What is expected = Retype the stretch of the listing from the line containing "REQUEST: man in yellow hard hat" through the line containing "[0,0,89,218]", both included.

Supplied records =
....

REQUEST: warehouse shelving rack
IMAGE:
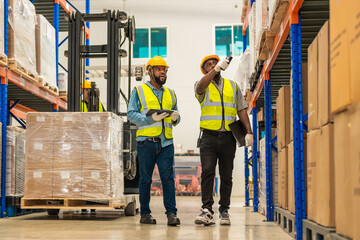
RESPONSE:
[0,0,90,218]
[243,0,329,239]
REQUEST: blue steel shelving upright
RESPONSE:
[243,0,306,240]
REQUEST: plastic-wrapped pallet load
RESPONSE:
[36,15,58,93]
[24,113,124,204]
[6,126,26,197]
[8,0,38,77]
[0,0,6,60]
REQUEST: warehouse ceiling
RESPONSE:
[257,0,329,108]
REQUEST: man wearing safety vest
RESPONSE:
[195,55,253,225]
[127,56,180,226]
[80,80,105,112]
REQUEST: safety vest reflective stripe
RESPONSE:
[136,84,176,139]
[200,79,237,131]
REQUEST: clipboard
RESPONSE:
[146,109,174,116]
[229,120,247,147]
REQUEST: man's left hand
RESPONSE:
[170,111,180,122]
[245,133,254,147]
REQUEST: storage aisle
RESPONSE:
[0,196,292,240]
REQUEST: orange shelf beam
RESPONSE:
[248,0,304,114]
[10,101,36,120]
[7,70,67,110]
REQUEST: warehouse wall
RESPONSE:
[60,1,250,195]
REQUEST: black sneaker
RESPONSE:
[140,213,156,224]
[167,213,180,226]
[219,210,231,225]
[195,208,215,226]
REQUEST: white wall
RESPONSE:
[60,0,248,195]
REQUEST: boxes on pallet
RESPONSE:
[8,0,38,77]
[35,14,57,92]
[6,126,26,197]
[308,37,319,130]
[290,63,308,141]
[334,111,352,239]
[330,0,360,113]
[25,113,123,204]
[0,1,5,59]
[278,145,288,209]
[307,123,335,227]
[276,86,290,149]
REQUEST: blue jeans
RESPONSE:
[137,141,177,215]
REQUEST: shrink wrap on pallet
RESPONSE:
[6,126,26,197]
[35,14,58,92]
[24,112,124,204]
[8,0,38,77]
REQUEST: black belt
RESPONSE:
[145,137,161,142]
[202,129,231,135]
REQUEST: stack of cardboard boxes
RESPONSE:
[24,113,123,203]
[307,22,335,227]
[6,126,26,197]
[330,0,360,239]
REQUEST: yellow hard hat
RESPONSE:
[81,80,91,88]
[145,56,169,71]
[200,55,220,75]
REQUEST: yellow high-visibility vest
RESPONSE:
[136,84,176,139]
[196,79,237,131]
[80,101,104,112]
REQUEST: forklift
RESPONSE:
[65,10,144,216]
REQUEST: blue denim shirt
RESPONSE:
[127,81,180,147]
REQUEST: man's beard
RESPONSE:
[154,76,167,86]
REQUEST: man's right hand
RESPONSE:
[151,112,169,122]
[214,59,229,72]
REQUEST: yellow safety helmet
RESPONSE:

....

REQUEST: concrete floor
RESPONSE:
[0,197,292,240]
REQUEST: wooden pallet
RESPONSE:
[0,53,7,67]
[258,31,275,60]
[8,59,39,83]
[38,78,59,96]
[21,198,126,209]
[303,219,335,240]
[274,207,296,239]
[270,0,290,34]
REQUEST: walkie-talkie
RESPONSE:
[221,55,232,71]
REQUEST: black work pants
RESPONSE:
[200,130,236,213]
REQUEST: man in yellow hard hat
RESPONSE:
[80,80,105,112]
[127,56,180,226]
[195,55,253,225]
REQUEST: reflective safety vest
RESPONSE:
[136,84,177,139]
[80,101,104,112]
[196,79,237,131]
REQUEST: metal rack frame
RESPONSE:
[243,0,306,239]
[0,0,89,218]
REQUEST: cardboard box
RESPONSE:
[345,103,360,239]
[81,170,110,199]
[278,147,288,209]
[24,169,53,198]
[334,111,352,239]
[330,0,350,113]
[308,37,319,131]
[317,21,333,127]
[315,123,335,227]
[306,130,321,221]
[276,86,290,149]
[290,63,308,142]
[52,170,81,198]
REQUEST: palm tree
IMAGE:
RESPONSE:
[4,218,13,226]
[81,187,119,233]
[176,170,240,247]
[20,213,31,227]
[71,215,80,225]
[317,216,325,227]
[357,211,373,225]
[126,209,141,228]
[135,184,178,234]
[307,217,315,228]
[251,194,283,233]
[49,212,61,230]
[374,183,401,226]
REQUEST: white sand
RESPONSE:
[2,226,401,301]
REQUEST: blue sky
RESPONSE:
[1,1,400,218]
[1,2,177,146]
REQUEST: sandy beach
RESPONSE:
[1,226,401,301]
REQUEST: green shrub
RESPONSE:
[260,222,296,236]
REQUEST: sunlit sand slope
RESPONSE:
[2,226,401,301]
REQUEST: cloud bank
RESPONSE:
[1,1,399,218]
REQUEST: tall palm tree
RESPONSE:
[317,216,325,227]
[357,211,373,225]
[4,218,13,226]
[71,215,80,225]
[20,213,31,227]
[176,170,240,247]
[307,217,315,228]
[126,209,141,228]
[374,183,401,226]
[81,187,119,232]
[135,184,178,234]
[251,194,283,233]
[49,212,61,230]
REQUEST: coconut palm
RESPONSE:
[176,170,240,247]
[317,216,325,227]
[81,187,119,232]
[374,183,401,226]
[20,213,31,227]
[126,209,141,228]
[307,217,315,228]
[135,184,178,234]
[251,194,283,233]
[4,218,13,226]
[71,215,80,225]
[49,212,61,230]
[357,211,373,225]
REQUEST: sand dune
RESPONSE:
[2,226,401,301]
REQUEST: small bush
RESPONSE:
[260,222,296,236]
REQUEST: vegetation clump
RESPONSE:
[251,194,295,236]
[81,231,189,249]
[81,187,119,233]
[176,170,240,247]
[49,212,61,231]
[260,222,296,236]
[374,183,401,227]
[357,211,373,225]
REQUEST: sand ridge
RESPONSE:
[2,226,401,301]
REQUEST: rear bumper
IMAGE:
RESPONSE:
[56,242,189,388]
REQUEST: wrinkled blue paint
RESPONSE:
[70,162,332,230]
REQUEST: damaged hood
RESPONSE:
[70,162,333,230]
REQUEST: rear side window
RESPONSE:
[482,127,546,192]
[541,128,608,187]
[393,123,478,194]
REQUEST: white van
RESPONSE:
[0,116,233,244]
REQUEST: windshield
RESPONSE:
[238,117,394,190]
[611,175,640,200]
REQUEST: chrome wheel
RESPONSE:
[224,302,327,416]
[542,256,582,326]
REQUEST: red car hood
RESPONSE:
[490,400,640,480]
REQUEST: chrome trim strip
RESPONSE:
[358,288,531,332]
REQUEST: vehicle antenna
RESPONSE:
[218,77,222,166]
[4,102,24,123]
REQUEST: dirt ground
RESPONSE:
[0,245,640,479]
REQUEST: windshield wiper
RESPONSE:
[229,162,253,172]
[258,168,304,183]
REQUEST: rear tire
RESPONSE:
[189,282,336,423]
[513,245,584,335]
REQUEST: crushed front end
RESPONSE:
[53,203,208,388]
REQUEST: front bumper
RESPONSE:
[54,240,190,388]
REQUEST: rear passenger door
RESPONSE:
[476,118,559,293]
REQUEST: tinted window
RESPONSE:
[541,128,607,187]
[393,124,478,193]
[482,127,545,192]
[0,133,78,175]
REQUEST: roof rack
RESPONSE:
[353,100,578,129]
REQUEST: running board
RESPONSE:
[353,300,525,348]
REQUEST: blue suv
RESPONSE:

....

Response =
REQUEST: man in yellow hard hat
RESPONSE:
[80,80,105,112]
[127,56,180,226]
[195,55,253,225]
REQUEST: reflective safety vest
RESPONSE:
[136,84,177,139]
[80,101,104,112]
[196,79,237,131]
REQUEST: metal rack frame
RESPONSE:
[243,0,306,239]
[0,0,89,218]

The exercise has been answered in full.